• TEXT PASSAGE:

>> Begin

Research

Conflict and Fragility

Op-ed

Terror strikes Nairobi cutting across borders

25 Sep 2013 - 11:06

"Kenya doesn’t know war. We know war", bragged a spokesperson for Al-Shabab to a BBC reporter in October 2011 threatening that Al-Shabab can bring down even the tallest buildings of Nairobi. On 24 September 2013, Al-Shabab threats against Kenya became a startling reality for the hundreds of people caught in the Westgate Mall massacre. If you have spent time in Nairobi, there is a good chance you have been to Westgate. It is one of the hubs of expat living where foreigners and Kenyan elites can sip their lattes, do their shopping and entertain their families. Until midday last Saturday, Westgate was just a normal mall filled with people just getting on with their lives. 

Amongst the tales of horror emerging from Westgate - dead bodies piled against doors, women and children shot, senseless violence – are narratives of why, seeking explanation, perhaps justification, trying to understand and explain the human propensity to cause unexplainable suffering. Deliberate attacks against civilians such as at Westgate, serve but only the purpose of striking fear and hoping that fear can drive some form of political change. The real weapon of terrorism, is the response it can generate.

So why did Al-Shabab stage such a blatant attack at this time? There are many plausible answers and many differing opinions. Al-Shabab striking outside of Somalia could be indicative of the loss of ground in Somalia and the need to generate increased support. Keeping in line with Al-Shabab tactics in other areas, levels of violence have tended to increase when the group is under threat and unable to continue to exercise the levels of control over populations or events they were accustomed to. There has been a lot of movements within Somalia in the past 12 months; movements which on the whole have been decreasing the space for Al-Shabab to operate. This includes the issuing of a fatwa  by a group of 160 Islamic scholars denouncing Al-Shabab in early September 2013. How better to revitalise a cause than to stir up an external enemy; and Kenya has long been seen as an antagonist in Somalia.

>> End

• REQUIRED WORK: In the op-ed about the Nairobi attack, how many Islamic scholars issued the fatwa denouncing Al-Shabab in early September 2013?

• SUPPLIED MATERIAL:
>> Begin

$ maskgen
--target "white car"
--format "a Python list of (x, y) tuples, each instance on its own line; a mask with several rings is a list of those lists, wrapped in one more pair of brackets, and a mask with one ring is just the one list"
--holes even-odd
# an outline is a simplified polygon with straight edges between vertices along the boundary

>> End

• ANSWER TO THE TASK: 160